Task statement.
Only the lines from the one that includes "sea water above? Mark it with a dot." through the last line below belong in the reply, copied exactly and without pictures.

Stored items
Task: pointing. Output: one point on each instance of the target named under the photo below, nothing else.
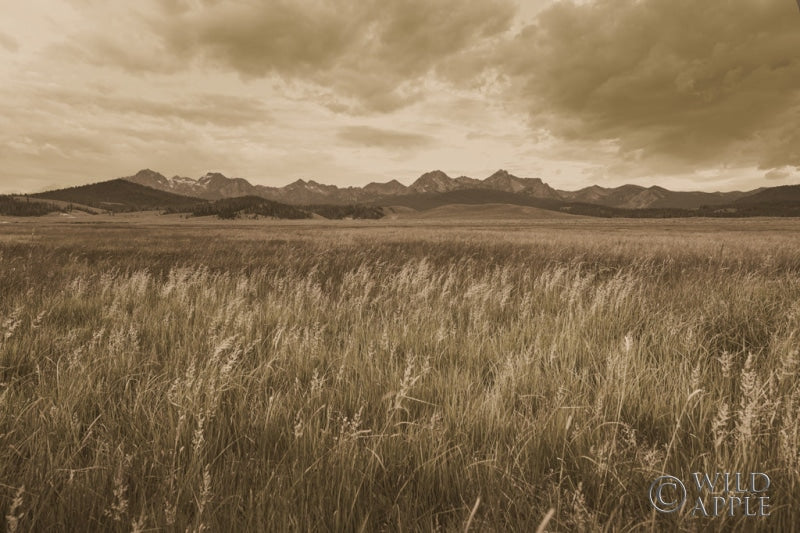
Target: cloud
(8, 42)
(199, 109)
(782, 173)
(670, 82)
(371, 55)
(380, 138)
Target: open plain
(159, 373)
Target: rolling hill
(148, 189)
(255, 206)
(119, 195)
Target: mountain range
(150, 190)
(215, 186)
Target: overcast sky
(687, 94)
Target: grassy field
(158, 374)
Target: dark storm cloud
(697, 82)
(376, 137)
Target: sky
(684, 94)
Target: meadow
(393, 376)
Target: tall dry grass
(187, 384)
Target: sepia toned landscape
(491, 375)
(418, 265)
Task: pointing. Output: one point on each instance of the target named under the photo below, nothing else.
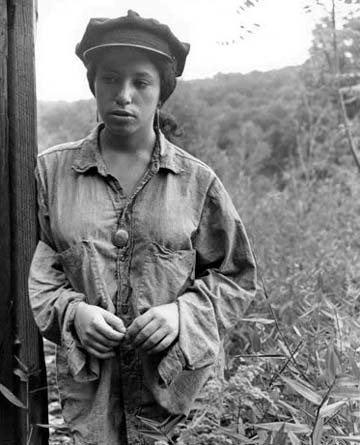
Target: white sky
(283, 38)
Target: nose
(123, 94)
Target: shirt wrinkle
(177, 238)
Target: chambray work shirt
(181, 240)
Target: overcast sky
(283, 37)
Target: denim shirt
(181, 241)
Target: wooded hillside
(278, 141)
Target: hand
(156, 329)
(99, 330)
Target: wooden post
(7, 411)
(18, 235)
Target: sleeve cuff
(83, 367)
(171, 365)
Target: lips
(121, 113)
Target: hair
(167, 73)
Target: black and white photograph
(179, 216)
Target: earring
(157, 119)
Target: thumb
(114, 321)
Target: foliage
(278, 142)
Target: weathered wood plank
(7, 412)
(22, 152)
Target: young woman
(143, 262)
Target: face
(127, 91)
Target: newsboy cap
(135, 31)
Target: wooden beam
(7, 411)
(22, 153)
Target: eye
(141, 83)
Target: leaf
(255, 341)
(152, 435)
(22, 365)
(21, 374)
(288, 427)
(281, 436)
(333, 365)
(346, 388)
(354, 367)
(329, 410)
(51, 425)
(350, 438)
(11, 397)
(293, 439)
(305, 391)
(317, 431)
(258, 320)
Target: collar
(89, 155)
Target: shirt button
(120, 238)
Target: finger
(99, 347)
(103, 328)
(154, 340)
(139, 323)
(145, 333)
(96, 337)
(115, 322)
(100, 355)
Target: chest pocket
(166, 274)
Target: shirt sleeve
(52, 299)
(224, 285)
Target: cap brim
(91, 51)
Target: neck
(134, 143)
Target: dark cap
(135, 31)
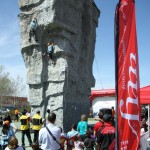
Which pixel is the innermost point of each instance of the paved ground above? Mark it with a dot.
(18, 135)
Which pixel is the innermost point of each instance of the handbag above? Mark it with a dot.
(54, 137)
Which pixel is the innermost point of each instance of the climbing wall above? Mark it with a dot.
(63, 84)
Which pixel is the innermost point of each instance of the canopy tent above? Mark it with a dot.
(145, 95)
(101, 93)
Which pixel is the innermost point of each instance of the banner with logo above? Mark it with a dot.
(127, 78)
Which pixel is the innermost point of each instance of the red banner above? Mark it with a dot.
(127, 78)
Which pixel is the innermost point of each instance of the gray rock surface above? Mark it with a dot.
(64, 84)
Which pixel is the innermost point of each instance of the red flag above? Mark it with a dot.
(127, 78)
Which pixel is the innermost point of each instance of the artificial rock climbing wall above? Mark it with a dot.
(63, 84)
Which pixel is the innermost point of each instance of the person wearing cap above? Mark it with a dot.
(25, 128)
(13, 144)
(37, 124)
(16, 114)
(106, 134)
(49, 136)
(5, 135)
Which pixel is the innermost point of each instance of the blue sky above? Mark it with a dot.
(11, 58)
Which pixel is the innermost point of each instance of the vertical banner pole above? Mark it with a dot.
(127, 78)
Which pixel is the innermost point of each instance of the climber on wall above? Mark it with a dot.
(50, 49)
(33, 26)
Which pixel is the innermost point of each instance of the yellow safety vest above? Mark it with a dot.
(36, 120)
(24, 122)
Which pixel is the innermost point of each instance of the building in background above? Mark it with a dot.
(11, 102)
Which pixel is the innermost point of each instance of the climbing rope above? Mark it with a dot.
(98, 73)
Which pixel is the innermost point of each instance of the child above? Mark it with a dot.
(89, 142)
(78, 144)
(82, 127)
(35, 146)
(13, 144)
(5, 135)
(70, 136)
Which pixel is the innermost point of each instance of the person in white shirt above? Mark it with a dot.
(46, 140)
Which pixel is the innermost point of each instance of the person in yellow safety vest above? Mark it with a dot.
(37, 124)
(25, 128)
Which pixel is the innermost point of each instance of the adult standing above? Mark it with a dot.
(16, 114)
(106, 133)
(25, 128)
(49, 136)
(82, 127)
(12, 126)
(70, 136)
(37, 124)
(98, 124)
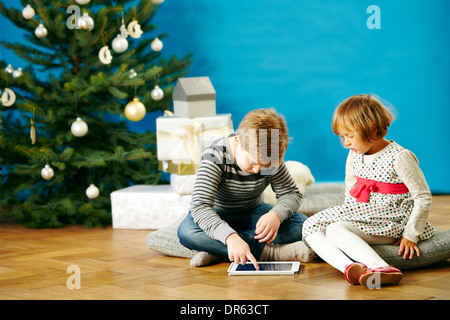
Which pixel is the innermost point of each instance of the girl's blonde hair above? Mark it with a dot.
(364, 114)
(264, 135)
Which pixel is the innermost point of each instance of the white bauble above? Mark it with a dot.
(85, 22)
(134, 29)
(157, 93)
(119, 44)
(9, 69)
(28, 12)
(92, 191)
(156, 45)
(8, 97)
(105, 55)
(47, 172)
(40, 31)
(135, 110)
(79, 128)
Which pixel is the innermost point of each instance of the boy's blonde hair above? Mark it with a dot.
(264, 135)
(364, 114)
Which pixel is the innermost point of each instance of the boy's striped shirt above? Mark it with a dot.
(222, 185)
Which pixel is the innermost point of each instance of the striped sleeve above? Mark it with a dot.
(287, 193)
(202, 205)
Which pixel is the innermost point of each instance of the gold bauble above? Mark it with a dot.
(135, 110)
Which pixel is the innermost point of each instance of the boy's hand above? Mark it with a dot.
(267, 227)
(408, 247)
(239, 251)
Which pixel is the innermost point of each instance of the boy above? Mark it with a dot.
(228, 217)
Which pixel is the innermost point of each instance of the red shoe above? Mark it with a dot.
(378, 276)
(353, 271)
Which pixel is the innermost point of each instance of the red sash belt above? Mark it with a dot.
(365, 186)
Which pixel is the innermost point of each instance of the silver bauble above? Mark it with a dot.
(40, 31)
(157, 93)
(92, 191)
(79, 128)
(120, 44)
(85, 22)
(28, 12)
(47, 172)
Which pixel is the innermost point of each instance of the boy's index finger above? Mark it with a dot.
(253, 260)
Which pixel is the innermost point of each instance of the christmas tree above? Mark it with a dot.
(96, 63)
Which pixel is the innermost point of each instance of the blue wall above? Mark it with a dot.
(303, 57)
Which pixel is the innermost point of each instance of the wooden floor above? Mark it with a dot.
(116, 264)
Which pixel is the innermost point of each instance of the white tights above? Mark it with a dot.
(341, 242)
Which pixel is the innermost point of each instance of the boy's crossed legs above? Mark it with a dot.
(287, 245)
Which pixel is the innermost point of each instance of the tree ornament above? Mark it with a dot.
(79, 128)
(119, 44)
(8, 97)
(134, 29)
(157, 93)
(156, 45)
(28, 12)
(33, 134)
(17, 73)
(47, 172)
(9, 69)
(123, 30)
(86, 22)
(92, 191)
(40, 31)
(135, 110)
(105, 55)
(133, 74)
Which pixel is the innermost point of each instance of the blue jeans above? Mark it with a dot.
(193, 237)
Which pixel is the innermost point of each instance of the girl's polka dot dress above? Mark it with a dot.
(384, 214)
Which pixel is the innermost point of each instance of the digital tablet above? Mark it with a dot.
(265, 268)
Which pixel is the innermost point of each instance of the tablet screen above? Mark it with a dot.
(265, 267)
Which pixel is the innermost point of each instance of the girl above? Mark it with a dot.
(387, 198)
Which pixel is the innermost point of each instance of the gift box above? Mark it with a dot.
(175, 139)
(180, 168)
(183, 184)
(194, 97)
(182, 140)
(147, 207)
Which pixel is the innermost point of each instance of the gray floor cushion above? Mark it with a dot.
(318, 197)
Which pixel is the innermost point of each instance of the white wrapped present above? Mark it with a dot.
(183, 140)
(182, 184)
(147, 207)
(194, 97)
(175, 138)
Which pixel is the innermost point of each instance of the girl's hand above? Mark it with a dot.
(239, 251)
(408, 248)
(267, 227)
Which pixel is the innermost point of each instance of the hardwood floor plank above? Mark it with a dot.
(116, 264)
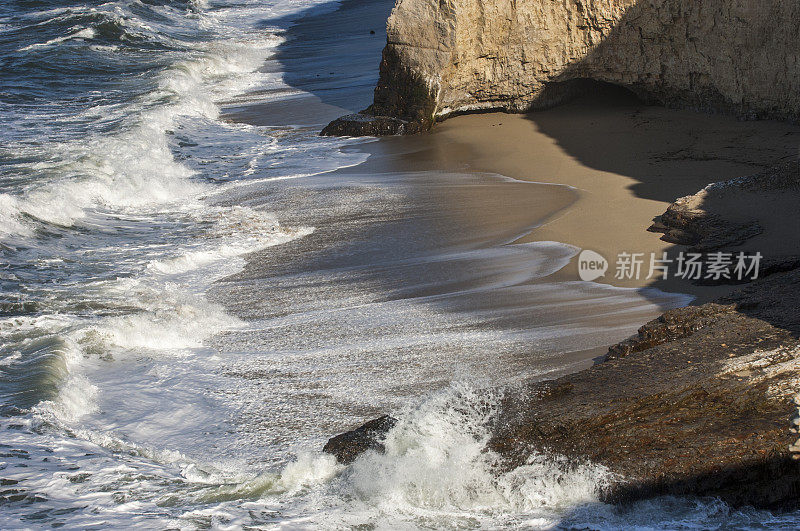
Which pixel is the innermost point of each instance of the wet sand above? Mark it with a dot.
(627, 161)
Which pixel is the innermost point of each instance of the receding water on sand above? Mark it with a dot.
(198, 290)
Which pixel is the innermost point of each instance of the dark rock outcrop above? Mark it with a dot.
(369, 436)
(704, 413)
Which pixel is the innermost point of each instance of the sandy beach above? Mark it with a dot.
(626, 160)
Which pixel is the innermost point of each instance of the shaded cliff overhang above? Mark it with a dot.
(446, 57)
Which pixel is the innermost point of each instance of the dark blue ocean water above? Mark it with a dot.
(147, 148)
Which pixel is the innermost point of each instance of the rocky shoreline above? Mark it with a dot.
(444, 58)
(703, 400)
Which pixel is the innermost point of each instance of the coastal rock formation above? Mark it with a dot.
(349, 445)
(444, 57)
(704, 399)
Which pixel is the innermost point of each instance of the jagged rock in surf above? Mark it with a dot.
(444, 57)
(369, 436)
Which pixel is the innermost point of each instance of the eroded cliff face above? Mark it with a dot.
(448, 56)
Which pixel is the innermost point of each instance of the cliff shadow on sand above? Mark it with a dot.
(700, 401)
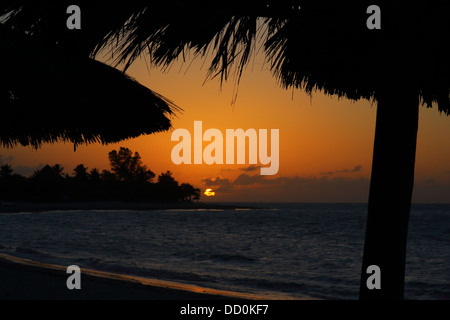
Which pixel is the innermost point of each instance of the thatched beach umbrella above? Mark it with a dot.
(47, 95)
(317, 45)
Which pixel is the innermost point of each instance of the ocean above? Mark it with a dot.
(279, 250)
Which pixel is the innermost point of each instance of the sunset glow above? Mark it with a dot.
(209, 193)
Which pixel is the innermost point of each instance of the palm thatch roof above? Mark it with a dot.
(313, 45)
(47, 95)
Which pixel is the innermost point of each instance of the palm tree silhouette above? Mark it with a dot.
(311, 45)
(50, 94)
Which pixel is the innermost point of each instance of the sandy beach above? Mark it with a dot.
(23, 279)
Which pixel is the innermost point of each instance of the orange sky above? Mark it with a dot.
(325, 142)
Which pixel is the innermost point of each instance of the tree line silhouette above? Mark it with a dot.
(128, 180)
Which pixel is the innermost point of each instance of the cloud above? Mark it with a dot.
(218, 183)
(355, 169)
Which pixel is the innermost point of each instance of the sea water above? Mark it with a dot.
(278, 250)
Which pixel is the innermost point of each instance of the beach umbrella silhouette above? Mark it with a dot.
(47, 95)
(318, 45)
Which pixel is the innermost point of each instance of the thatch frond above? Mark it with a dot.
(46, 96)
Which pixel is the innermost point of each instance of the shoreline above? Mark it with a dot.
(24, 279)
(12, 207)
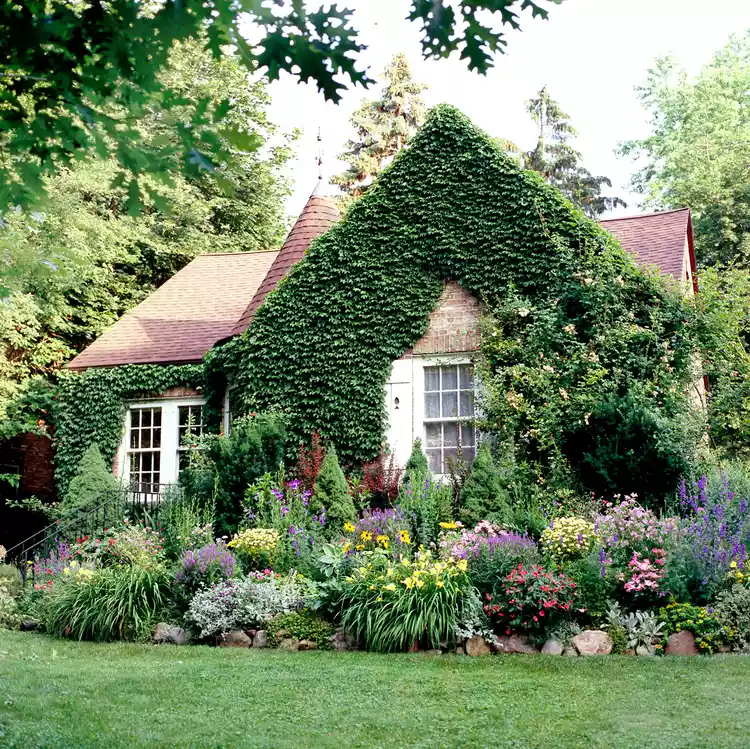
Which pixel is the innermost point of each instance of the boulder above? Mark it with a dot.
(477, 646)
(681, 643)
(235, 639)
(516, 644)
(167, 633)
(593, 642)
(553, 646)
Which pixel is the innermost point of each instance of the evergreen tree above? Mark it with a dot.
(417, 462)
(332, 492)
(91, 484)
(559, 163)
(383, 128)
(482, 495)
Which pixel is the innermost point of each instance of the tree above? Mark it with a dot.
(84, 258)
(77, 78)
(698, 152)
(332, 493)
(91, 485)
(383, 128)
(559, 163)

Exercise solution.
Which pixel is the innermost point of each instance of the sea water above? Mark it with a dot.
(278, 250)
Which pixel is the innermost point of each instance of the beach umbrella silhouette above? Mark it with a dot.
(47, 95)
(318, 45)
Which pixel is the innermost point of each instance of the thatch frond above? Mark it with a dot.
(46, 96)
Which pixel is the innermost point of each instance of the shoreline above? Mark it with a dot.
(24, 279)
(12, 207)
Which pixel is the innermost point of each instance of the boulder above? Mark it with a dot.
(477, 646)
(681, 643)
(235, 639)
(516, 644)
(167, 633)
(593, 642)
(553, 646)
Which pixel is the innermost point of each instance of the evergreen tree above? Mark it with a dot.
(417, 462)
(332, 492)
(91, 484)
(559, 163)
(383, 128)
(482, 495)
Which pixel is the innermost point of each instance of the tree above? Mark it with a dot.
(84, 258)
(77, 78)
(698, 152)
(332, 493)
(91, 485)
(383, 128)
(559, 163)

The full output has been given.